◆ Kaynak Metin:
GÖKHAN İNCE
Türkiye ve Dünyanın beyaz eşya, teknoloji devleri Arçelik ve Beko’nun CEO’su Hakan Bulgurlu bu sayımızda İçimizden Biri sayfalarımızın konuğu oldu. Bulgurlu, her iki kuruluşun içeride ve dışarıda, teknoloji, sürdürülebilirlik başta olmak üzere tüm öncü çalışmalarını ayrıntılarıyla anlattı.
- Sayın Hakan Bulgurlu, Çerkezköy Organize Sanayi Bölgesi’nin (ÇOSB) katılımcısı olarak, Çerkezköy’deki tesisleriniz hakkında bilgi verir misiniz?
- Beko olarak Çerkezköy Organize Sanayi Bölgesi’nde 30 yılı aşkın süredir üretim yapıyor, üç farklı tesisimizle bölge ekonomisine katkıda bulunuyoruz. Toplam 38 bin metrekarelik kapalı alana sahip Türkiye'deki ve dünyadaki tek kurutucu üretimi yapan tesisimiz 2008 yılında faaliyete başladı.
2018 yılında faaliyete geçen Çerkezköy Elektronik İşletmesi ise 182 bin metrekare alana kurulu ve 78.000 metrekare kapalı alandan oluşuyor. Bu tesisimizde TV üretimi gerçekleştiriyoruz.
1989 yılında 40.000 metrekare açık alanda 15.000 metrekare kapalı alana kurulan WAT tesisimiz, Türkiye'nin ihracat açısından en büyük motor şirketi konumunda bulunuyor. Beyaz eşya motor tesisimiz ise 2001 yılında Çerkezköy bölgesine taşındı ve 15.380 metrekare toplam kapalı alanda hizmet veriyor.
“KURUTUCU KAPASİTEMİZİ 3.7 MİLYONA ÇIKARACAĞIZ”
- Çerkezköy’deki üretim tesislerinizde ne tür üretimler var? Ürün yelpazeniz hakkında bilgi verir misiniz? Firmanızın üretim kapasitesi, çalışan sayısı ve ihracat oranları nelerdir?
- Beko olarak, inovasyona büyük önem veriyor; sadece üretimde değil, kullanım aşamasında da tüketicilerimiz için kaynak verimliliği sağlayacak teknolojiler geliştirmek için çalışıyoruz.

◆ Veri listesi:
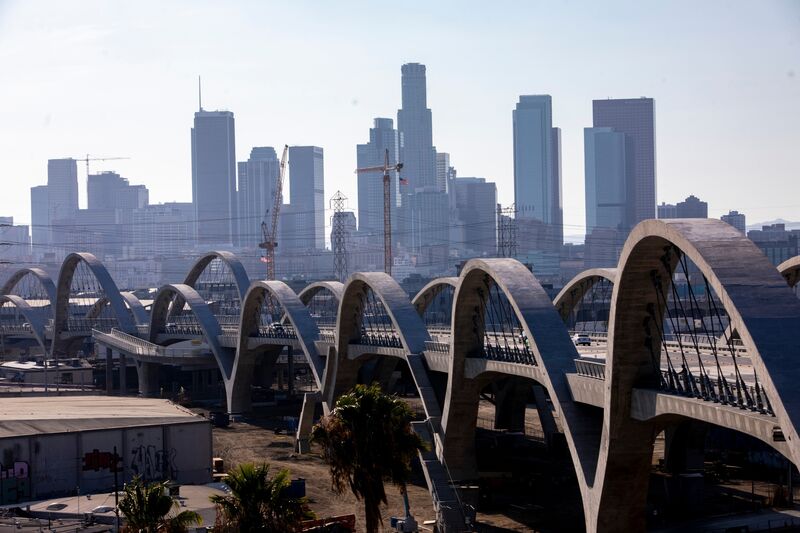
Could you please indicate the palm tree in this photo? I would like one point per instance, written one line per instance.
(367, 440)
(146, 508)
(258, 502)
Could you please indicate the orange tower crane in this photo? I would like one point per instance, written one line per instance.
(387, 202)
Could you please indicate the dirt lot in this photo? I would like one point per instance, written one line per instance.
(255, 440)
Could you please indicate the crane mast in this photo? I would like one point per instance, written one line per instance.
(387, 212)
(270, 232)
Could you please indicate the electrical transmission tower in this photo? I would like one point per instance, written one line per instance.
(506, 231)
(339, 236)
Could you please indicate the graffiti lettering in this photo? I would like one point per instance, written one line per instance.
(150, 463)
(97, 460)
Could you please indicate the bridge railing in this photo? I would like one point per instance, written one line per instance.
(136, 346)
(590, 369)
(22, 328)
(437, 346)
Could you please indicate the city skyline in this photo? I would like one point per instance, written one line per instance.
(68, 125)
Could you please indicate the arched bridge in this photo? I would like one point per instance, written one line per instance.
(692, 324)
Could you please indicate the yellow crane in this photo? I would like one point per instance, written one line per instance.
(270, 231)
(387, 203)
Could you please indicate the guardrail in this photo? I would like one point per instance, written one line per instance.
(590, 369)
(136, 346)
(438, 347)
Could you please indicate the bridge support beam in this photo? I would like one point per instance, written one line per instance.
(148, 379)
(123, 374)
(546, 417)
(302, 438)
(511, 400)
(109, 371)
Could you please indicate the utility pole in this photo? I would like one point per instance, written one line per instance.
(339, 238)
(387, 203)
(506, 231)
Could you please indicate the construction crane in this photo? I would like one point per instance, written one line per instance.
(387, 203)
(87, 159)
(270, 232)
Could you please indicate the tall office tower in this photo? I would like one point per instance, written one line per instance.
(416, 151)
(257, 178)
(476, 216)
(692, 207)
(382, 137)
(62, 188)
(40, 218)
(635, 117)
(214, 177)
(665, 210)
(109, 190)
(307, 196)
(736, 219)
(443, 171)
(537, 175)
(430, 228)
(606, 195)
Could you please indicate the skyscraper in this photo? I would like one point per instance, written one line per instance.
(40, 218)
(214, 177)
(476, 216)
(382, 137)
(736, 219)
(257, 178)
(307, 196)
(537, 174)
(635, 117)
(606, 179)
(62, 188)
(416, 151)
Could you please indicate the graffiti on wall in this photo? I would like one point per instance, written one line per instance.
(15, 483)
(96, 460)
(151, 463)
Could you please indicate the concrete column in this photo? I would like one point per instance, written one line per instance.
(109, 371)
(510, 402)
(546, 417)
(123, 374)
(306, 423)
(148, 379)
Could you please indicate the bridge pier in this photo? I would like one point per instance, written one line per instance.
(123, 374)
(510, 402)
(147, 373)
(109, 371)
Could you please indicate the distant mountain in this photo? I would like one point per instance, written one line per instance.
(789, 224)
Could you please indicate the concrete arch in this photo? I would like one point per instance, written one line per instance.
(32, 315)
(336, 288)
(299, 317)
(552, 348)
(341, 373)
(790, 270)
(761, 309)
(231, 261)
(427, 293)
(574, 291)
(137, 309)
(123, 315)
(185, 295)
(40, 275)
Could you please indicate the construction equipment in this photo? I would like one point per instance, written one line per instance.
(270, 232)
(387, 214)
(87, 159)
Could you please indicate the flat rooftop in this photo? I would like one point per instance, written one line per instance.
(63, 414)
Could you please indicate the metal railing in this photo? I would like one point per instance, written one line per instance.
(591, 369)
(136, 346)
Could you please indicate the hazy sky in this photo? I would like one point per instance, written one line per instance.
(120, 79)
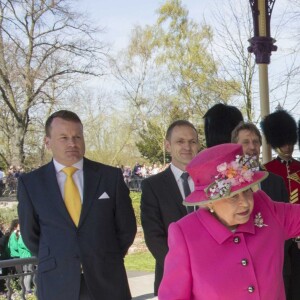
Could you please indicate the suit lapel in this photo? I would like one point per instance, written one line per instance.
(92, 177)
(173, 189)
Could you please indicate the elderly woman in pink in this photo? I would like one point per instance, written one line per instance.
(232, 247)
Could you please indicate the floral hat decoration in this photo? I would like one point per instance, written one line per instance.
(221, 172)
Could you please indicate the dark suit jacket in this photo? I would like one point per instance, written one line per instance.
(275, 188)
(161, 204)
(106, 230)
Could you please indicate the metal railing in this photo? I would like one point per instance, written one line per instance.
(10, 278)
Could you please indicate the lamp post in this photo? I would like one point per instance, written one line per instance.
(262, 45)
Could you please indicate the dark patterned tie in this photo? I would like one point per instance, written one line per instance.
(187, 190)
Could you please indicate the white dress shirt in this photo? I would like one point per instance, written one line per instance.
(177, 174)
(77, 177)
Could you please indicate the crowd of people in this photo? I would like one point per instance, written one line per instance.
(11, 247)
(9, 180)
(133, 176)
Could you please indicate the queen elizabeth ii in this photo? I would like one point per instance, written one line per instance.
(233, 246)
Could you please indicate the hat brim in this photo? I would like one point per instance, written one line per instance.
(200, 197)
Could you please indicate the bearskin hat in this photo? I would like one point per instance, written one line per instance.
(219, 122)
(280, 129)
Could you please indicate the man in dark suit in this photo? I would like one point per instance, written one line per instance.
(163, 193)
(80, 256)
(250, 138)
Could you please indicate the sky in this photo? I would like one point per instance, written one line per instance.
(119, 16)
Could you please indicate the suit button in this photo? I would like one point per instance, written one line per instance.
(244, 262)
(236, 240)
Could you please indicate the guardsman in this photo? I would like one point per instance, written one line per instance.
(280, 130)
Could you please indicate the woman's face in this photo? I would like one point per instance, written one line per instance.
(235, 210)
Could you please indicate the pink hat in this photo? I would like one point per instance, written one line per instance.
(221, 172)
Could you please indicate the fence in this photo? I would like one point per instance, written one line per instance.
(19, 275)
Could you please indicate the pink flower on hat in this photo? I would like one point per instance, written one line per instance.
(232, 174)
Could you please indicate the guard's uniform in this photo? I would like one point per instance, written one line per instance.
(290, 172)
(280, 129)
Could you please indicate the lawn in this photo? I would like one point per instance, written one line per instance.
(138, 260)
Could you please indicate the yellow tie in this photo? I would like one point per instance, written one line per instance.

◆ Kısa Soru 1:
Beko'nun Çerkezköy tesislerine ilişkin metne göre aşağıdaki soruları yanıtlayınız.
(a) Dünyadaki tek kurutucu üretimi yapan tesis hangi yılda faaliyete başlamıştır?
(b) Çerkezköy Elektronik İşletmesi'nde hangi ürünün üretimi yapılmaktadır?
(c) Beyaz eşya motor tesisi Çerkezköy bölgesine hangi yılda taşınmıştır?
◆ Kısa Soru 2: Kayıtlarda "crane" dizesini içeren her satırı gösteriniz. Büyük ve küçük harf ayrımı dikkate alınmalıdır.

◆ Yanıt 1:
(a) 2008 yılında.
(b) TV.
(c) 2001 yılında.

◆ Yanıt 2:
Could you please indicate the orange tower crane in this photo? I would like one point per instance, written one line per instance.
Could you please indicate the crane mast in this photo? I would like one point per instance, written one line per instance.
Could you please indicate the yellow crane in this photo? I would like one point per instance, written one line per instance.
Could you please indicate the construction crane in this photo? I would like one point per instance, written one line per instance.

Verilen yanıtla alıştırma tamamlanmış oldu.